- _PARTS OF THE EXERCISE_:
A – List the conservative treatments for the rotator cuff that the shoulder article describes.
B – From the shoulder article, write out everything from "Overuse can cause" down to "becomes more common.".
C – According to the shoulder article, how many muscles make up the rotator cuff?

- _PROVIDED PASSAGE_:
People, who do a lot of reaching over their head, and many older people end up with a bad rotator cuff in their shoulder. McLeod Orthopedic Specialist Dr. Thomas DiStefano explains ways to treat this problem.
Here’s a summary of Dr. DiStefano’s comments:
Rotator cuff inflammation and tears are a very common problem. The shoulder is a very painful joint when it’s inflamed. The rotator cuff is four muscles that attach about the top of the shoulder joint. It’s the lack of sleep that eventually brings people to my office.
Overuse can cause inflammation in the shoulder. People most at risk work in jobs that require a lot of activity with their shoulders (particularly overhead activity), jobs that require working on assembly lines or repetitive use athletes. But as we get older, shoulder inflammation becomes more common.
The whole treatment philosophy focuses on the rotator cuff as the most important structure in your shoulder. So, all of our treatment is geared toward the preservation of that tendon.
That’s why it’s important to see your doctor if you have pain in your shoulder that’s not going away, having difficulty sleeping, problems doing your job or issues with your activities, such as gardening, fishing or activities of daily living. We treat it conservatively by putting people on anti-inflammatory medicine, considering giving them a cortisone injection, and then at least starting them off with a one-time session with a therapist to learn the rotator cuff range of motion and strengthening exercises.
The surgical treatment for rotator cuff tears has dramatically improved in my 20-year career. Now we use a technique with two rows of absorbable anchors and suture material almost a quarter inch. So now when we repair them, if they fail, the liklihood is that it’s due to the poor tissue quality the fixation into the bone, but not due to the actual fixation device. It’s stronger than your bone or your tendon. And that’s really changed the game, because we’re getting a lot more success for our patients.

Stored entries
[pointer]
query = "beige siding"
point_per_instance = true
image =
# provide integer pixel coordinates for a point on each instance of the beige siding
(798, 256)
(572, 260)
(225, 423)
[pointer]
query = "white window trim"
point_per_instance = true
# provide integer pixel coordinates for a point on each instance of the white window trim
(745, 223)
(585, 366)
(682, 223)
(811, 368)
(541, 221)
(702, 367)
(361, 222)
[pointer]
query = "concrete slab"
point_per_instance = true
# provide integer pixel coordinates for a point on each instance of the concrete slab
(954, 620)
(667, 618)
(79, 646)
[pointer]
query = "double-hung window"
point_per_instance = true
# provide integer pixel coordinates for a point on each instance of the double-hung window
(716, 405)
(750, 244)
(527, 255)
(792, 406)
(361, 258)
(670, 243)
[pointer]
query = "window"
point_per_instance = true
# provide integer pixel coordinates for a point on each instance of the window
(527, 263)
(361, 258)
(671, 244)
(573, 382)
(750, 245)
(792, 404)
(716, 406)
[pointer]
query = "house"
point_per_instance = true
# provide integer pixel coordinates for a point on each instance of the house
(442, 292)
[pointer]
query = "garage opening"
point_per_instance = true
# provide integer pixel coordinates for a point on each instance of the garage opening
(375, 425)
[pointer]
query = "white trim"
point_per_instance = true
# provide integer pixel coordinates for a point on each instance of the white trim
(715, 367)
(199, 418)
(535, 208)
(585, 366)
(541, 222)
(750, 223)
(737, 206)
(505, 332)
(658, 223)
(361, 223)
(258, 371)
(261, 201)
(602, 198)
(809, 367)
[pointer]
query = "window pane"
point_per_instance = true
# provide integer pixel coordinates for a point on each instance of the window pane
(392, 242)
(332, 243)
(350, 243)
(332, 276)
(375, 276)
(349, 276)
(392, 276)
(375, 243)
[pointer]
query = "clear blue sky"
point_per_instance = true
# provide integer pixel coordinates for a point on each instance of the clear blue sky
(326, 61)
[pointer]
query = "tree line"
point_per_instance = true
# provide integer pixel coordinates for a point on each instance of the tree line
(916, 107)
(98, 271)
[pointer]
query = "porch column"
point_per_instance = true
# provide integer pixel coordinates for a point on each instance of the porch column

- _SOLUTIONS PER TASK_:
A –
- Anti-inflammatory medicine
- A cortisone injection
- A one-time session with a therapist to learn the rotator cuff range of motion and strengthening exercises

B –
Overuse can cause inflammation in the shoulder. People most at risk work in jobs that require a lot of activity with their shoulders (particularly overhead activity), jobs that require working on assembly lines or repetitive use athletes. But as we get older, shoulder inflammation becomes more common.

C – Four muscles.